AIM:
Please gather every line of the entries below that contains the string "gray", treating uppercase and lowercase as different.

SUPPLIED RECORDS:
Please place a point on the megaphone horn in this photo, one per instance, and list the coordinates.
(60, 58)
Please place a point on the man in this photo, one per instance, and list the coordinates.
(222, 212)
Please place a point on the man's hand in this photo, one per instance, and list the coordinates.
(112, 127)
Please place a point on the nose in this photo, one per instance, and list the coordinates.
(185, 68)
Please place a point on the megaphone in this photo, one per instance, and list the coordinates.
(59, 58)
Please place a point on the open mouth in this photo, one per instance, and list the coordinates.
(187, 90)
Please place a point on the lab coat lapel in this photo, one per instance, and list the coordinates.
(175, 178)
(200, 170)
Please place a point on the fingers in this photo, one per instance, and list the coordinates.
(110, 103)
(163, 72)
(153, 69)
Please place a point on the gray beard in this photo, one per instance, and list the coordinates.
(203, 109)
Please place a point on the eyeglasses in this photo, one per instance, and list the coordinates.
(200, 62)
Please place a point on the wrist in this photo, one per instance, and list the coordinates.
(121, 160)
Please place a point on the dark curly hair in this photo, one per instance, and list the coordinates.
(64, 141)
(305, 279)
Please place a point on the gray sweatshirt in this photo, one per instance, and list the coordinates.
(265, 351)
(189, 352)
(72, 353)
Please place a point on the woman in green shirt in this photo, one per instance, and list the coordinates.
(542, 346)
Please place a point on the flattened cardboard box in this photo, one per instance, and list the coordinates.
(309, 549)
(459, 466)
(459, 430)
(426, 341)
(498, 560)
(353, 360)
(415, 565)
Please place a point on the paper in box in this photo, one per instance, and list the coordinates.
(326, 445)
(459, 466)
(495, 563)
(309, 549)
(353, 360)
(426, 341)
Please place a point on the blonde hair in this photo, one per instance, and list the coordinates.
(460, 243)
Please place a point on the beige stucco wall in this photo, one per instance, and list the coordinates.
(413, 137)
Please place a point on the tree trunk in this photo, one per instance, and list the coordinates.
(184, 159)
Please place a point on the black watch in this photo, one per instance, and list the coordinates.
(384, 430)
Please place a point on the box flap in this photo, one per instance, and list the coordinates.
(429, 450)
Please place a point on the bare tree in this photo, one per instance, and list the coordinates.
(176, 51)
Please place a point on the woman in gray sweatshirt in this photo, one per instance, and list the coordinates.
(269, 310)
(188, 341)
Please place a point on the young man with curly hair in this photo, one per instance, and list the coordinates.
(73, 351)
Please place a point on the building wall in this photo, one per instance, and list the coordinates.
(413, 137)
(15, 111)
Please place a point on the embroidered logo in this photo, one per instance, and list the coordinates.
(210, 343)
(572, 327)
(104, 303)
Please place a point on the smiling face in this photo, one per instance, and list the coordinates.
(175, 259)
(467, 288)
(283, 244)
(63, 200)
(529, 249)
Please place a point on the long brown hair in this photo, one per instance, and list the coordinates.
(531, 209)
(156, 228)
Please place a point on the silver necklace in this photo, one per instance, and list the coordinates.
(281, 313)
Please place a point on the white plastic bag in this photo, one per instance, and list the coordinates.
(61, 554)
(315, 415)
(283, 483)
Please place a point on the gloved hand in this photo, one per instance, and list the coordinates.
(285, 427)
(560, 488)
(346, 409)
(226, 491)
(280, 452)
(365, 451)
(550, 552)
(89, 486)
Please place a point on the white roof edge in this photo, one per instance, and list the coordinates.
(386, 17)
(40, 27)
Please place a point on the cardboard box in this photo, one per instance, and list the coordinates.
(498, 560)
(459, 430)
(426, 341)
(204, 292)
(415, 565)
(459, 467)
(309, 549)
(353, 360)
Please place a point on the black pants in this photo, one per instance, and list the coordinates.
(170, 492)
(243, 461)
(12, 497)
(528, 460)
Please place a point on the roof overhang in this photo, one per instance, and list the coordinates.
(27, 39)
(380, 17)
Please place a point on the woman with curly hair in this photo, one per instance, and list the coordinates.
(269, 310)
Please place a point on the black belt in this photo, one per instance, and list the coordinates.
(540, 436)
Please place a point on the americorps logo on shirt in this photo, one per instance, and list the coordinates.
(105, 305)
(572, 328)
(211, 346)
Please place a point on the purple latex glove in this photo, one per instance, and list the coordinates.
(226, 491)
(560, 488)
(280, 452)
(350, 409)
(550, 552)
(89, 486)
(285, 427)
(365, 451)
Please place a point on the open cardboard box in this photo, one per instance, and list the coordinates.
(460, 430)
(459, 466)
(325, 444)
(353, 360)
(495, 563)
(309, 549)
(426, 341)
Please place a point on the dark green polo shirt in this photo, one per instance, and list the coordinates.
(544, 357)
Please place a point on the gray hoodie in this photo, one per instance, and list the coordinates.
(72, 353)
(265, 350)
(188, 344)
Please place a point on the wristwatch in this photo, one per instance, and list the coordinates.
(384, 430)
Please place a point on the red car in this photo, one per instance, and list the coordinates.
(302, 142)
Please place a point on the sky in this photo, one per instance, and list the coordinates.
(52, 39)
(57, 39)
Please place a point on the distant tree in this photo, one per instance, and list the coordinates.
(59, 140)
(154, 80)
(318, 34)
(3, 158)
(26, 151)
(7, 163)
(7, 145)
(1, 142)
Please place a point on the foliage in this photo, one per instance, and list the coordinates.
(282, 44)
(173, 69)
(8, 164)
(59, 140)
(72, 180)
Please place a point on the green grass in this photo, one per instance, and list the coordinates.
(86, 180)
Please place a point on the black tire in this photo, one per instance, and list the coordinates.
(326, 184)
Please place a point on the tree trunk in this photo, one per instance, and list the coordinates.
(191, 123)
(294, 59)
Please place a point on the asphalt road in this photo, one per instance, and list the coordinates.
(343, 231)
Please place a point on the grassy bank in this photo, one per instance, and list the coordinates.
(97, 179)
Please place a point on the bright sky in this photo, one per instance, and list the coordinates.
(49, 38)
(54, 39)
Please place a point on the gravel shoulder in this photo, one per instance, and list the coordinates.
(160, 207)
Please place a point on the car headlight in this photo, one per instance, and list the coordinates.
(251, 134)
...
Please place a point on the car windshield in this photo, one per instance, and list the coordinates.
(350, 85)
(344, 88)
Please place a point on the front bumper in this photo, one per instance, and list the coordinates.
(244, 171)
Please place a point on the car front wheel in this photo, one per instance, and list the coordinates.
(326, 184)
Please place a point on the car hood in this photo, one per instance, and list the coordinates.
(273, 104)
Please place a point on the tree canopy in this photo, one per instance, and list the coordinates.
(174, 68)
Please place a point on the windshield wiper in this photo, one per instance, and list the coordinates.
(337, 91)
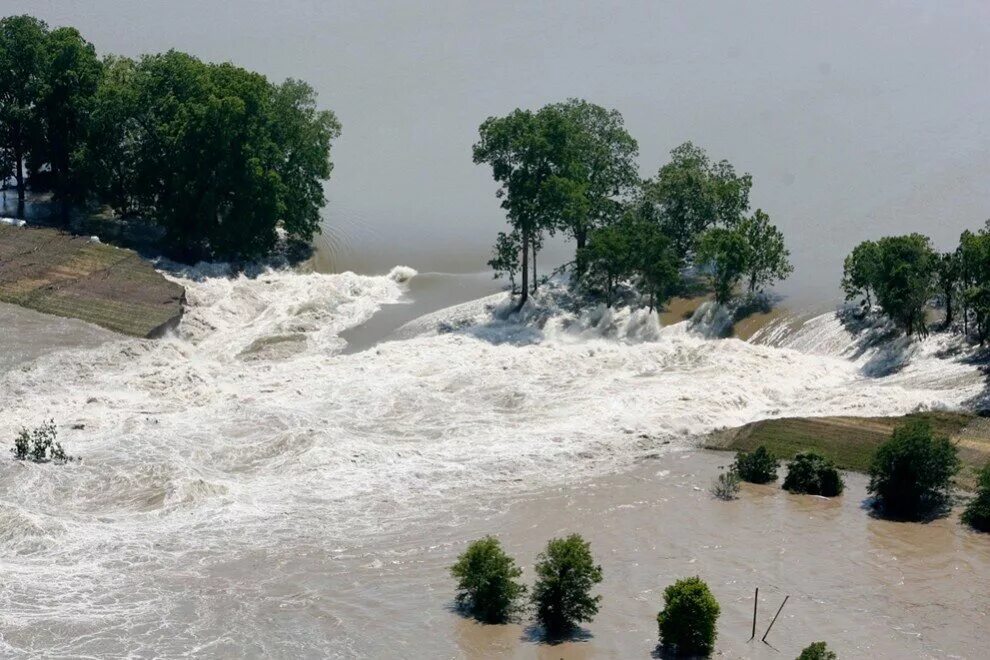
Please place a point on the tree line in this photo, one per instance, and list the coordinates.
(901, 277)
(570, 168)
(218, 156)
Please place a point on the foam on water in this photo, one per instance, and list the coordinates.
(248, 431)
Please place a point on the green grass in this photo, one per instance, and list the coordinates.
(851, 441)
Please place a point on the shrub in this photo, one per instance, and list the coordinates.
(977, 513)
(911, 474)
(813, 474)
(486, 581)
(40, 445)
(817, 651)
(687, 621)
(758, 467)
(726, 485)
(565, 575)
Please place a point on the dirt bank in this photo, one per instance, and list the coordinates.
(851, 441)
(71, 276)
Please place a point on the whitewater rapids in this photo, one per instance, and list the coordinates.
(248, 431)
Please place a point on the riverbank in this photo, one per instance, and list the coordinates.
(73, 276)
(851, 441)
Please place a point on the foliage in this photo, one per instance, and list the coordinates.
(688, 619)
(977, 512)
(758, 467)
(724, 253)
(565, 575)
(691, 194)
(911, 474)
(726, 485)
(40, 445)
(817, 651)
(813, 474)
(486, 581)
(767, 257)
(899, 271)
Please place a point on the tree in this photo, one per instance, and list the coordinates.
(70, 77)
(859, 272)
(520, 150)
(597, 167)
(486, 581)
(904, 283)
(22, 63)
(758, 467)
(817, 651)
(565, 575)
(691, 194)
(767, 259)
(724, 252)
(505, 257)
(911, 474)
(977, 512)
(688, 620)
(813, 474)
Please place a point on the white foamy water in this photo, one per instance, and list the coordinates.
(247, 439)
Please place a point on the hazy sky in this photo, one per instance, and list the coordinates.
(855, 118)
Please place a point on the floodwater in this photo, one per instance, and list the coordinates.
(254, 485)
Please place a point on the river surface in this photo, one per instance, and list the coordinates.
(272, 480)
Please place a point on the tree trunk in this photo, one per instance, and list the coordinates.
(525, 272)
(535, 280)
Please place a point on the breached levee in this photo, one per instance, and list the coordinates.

RESPONSE TO THE TASK:
Please place a point on the gray beard in this photo, one per instance, and list the coordinates.
Please place a point on the gray sweatshirt in this photo, one per instance, and list the coordinates.
Please place a point on the woman in gray sweatshirt in this photo, one per instance, and list the coordinates.
Please place a point on the gray hoodie in this photo, one per instance, and list the coordinates.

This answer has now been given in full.